• **What to work on**:
1. Answer these questions from the text on heterologous protein production in filamentous fungi.
(a) Which recombinant strain served as the model system?
(b) At what pH did A. niger protease activity peak?
(c) What was the highest GFP concentration at pH 6?
2. Continue the text on heterologous protein production in filamentous fungi, picking up after its last sentence.

• **Extract**:
......
Filamentous fungi are used in the production of both homologous and heterologous proteins due to their desirable growth characteristics. However, the product concentrations of heterologous proteins are usually much lower than those of homologous proteins. Apart from the difficulties in improving the expression and secretion of heterologous proteins in filamentous fungi, the degradation of heterologous proteins by extracellular proteases is also an unsolved problem that hinders the development of filamentous fungal strains as hosts for recombinant proteins.The purpose of this work is to inhibit proteases and thus increase the heterologous protein production by using bioprocessing strategies. Strategies including growth morphology control, pH control, and process parameter optimization were investigated. A recombinant Aspergillus niger strain AB4.1[PgpdAGLAGFP]#11 which carries a glucoamylase - GFP fusion gene was selected as the model system.
Experiments investigating the effect of pH on A. niger protease activity indicated a maximum activity at pH 3. The protease activity in the broth at pH 3 was 6.4 times higher than that at pH 6. The highest GFP concentration at pH 6 was 21 mg/L, which was ten times higher than that at pH 3. This work indicates that pH control can be a viable strategy in inhibiting protease activity and increasing GFP concentration.
......
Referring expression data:
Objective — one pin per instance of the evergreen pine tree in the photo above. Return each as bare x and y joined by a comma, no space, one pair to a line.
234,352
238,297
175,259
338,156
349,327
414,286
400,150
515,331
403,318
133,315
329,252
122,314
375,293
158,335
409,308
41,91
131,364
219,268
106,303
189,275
......
• **Results of the exercise**:
1.
(a) Aspergillus niger strain AB4.1[PgpdAGLAGFP]#11, which carries a glucoamylase-GFP fusion gene
(b) pH 3
(c) 21 mg/L

2.
The extracellular protease activity decreased dramatically when the fungal cells grew as pellets instead of free mycelia. As a result, GFP concentration was increased. An inoculum level of 4'106 spores/L led to a culture consisting of an average size of 1.6 mm, which produced the lowest specific protease activity of 158 U/g dry cell weight and the highest specific GFP yield of 0.98 mg/g dry cell weight, which was much higher than the 0.29 mg/g produced in filamentous growth.
A fractional factorial design was applied to study the effects of the process parameters - agitation intensity, initial glucose concentration, initial yeast extract concentration, and dissolved oxygen tension (DO). It was found that agitation intensity had the greatest effect on GFP production. A higher initial glucose oncentration significantly repressed protease activity. The interaction of agitation intensity and yeast extract concentration was also significant for GFP production. A set of favorable cultivation conditions was recommended as follows: agitation intensity at 400 rpm, initial glucose concentration of 25 g/L, zero initial yeast extract concentration, and 15% DO tension.
The kinetics of cell growth and product formation was studied. An unstructured kinetic model was developed. The model described the dynamics of glucose consumption and biomass developing well. The assumption that the degradation of GFP by protease is a first-order reaction was shown to express the trend of GFP profile reasonably well.